>> START Provided passage

At home afloat: Life aboard a boat is romantic, but takes adjustments

  • By Debra Smith Herald Writer
  • Friday, March 7, 2008 10:46am
  • LifeGo-See-Do

When Del Bergeson gets home after working a shift at Boeing, he feels like he’s on vacation.

Sure, there are those days when the toilet overflows, the water unexpectedly gets shut off or the engine needs work.

But not many people can steer their house out to the middle of the bay to catch the sunset, or fall asleep lulled by the lap of gentle waves against the hull, or glimpse a gray whale sliding by.

Bergeson, 50, and his wife Katrina, 44, live on a 42-foot Ponderosa yacht moored at the Everett marina. They’ve named it Our Destiny.

They’re one of small group of area boaters who live aboard their vessels. A few hundred liveaboards reside at the Everett Marina. Other area marinas host anywhere from several hundred to a handful.

For people such as the Bergesons, living aboard can be romantic. Others are drawn to liveaboard life for more pragmatic reasons. Take Jim Wolcott, a 51-year-old freelance writer and Web designer who lives on his Cal 29 sailboat at the La Conner Marina.

His boat is a scaled-down version of a popular racing boat, and it could be used for that purpose, he said. But he doesn’t race now. In fact, he hasn’t done much sailing of any kind lately. It takes an hour to batten down all his belongings and another hour to motor out of the Swinomish Channel.

For him, living aboard is a natural extension of a life lived around boats. It’s something that just happened, he said. It’s affordable. And you can’t beat the waterfront view and the lack of yard work.

Wolcott spends time working on his laptop, above deck on fair days, below during inclement weather. He lives alone, and he said it can get lonely, especially during the dreary winter months.

He found his boat when it was an abandoned hulk and spent months refinishing the interior, rebuilding the engine and rewiring the craft. It’s now a sturdy, seaworthy vessel, but he has no refrigerator, no washer and dryer, no television and no shower.

He walks downtown for coffee and to buy the groceries goods he needs for the day. Today, sausages and beer are stored in a cool space under the counter.

“If it doesn’t fit on a 29-foot sailboat, I don’t need it,” he said.

People often ask the Bergesons how they managed to pare down their possessions. The two met through a dating Web site and married four years ago.

Del Bergeson was already living aboard a smaller boat, but Katrina had an entire life’s worth of stuff to jettison. She found it freeing and not particularly difficult to sell or give away much of it. They still keep some things in storage, including all their “landlubber” accoutrements such as bikes, fishing poles and Christmas decorations.

>> END Provided passage

Task instructions>
a: In the article on living aboard boats, reproduce word for word the stretch from "They’re one of" through "to a handful.".
b: Condense the paragraph of the liveaboard article that begins "He found his boat when it was an abandoned hulk" into two short sentences that keep its main facts.

>> START Data lines

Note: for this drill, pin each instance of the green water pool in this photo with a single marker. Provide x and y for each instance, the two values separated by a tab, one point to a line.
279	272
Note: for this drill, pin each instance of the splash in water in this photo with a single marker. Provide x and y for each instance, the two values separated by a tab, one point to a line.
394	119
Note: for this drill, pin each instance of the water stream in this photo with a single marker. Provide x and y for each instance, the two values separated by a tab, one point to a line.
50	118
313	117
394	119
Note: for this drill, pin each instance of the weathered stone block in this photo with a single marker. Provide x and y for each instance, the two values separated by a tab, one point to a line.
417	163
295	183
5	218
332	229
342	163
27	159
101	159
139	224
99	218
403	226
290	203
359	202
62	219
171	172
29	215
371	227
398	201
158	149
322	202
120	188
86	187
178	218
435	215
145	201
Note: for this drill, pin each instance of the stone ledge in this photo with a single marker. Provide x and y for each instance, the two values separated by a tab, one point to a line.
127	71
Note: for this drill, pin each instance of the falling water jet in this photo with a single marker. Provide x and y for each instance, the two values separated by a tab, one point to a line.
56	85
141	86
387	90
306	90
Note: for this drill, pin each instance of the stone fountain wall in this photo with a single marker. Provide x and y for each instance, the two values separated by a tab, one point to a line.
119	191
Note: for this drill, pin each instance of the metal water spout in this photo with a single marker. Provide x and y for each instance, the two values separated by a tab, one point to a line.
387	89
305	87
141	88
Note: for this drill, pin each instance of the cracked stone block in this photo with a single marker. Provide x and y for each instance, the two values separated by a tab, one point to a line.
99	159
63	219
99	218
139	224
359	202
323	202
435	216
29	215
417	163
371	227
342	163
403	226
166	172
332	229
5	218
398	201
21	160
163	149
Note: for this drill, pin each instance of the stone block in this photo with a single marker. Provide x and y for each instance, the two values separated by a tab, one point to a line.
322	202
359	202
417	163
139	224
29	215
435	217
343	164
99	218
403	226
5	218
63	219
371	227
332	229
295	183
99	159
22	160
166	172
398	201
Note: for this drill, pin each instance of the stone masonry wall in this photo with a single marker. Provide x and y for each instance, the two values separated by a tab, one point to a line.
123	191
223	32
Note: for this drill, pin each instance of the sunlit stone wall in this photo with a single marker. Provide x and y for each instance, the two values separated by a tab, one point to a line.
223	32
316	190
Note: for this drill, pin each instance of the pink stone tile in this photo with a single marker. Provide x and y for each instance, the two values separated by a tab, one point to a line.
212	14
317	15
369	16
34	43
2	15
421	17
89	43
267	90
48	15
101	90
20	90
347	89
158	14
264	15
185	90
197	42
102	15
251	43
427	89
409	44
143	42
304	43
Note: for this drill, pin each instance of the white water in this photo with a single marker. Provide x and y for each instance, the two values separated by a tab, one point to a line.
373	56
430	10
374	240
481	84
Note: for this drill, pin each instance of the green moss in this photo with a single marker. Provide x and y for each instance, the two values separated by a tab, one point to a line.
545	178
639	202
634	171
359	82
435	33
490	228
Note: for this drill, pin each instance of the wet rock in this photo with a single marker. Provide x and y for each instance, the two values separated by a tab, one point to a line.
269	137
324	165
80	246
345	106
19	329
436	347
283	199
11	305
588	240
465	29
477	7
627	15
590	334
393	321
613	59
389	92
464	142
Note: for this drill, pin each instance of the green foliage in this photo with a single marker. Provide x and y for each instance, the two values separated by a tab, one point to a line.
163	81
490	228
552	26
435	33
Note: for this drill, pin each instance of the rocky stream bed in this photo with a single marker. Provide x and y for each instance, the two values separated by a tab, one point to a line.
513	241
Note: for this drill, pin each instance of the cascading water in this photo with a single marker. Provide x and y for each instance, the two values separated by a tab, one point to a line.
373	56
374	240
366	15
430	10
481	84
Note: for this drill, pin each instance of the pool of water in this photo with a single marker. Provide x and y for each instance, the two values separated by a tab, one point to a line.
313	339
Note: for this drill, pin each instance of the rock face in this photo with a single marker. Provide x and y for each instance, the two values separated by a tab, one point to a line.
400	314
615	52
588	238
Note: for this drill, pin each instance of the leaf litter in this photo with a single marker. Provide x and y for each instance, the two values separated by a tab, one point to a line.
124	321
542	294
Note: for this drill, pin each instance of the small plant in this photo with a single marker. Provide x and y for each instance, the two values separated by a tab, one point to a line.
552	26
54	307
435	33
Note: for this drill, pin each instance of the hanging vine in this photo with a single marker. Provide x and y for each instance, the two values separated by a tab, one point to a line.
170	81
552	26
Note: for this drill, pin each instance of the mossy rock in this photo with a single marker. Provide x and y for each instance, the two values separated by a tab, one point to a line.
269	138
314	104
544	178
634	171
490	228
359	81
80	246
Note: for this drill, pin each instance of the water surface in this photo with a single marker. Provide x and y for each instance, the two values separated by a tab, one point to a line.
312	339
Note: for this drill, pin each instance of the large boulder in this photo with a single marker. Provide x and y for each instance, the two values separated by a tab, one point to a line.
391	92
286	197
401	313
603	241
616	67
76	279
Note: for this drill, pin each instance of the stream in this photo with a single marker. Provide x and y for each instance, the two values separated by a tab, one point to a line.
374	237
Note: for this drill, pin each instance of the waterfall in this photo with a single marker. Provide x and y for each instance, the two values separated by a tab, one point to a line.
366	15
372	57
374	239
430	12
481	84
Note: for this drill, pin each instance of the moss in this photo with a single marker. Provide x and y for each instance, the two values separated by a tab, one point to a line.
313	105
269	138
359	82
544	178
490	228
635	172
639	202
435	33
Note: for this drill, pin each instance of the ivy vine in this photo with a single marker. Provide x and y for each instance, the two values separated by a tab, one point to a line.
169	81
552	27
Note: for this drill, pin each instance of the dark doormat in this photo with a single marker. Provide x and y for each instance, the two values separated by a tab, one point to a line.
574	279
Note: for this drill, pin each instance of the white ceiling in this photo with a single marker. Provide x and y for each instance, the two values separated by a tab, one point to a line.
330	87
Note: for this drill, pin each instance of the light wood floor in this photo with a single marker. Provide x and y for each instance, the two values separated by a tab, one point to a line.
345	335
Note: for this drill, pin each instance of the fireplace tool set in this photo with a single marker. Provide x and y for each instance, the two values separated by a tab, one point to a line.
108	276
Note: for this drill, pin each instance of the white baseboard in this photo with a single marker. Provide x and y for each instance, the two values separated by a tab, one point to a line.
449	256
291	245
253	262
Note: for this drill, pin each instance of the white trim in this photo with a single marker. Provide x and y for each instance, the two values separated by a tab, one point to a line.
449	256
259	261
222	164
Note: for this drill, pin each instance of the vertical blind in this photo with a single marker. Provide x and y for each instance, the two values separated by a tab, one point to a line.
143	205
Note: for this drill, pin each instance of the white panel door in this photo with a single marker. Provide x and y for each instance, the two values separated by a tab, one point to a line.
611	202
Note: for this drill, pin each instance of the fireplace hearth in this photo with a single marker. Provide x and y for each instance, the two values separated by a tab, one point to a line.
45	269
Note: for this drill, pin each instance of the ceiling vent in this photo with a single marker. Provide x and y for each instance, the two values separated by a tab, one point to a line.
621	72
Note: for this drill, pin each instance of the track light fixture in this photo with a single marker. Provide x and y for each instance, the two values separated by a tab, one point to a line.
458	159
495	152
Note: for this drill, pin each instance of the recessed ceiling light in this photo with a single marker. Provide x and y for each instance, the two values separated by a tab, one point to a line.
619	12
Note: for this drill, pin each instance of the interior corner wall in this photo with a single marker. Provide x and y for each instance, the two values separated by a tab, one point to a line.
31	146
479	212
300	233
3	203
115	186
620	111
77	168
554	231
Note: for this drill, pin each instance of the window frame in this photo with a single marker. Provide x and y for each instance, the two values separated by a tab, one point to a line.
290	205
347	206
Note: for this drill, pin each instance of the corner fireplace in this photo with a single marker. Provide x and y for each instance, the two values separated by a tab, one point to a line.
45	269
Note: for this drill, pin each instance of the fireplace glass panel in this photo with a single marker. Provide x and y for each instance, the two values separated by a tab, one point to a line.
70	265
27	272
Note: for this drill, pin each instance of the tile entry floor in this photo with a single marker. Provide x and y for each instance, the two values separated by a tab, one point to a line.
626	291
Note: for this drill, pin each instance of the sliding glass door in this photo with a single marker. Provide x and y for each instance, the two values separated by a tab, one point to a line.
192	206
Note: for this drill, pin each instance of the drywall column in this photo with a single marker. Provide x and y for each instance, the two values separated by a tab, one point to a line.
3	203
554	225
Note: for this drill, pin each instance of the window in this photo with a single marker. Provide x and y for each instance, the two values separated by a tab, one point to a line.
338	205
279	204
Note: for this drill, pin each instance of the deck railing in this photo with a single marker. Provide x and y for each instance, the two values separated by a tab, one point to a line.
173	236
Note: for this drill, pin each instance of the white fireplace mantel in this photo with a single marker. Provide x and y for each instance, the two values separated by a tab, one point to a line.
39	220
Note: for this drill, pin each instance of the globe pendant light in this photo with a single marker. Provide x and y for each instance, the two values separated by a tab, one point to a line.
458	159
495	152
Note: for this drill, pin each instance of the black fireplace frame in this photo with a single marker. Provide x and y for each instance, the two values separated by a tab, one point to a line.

>> END Data lines

Answers to the exercise>
a:
They’re one of small group of area boaters who live aboard their vessels. A few hundred liveaboards reside at the Everett Marina. Other area marinas host anywhere from several hundred to a handful.

b: Wolcott found the boat abandoned and spent months refinishing the interior, rebuilding the engine and rewiring it. It is now sturdy and seaworthy but has no refrigerator, washer and dryer, television or shower.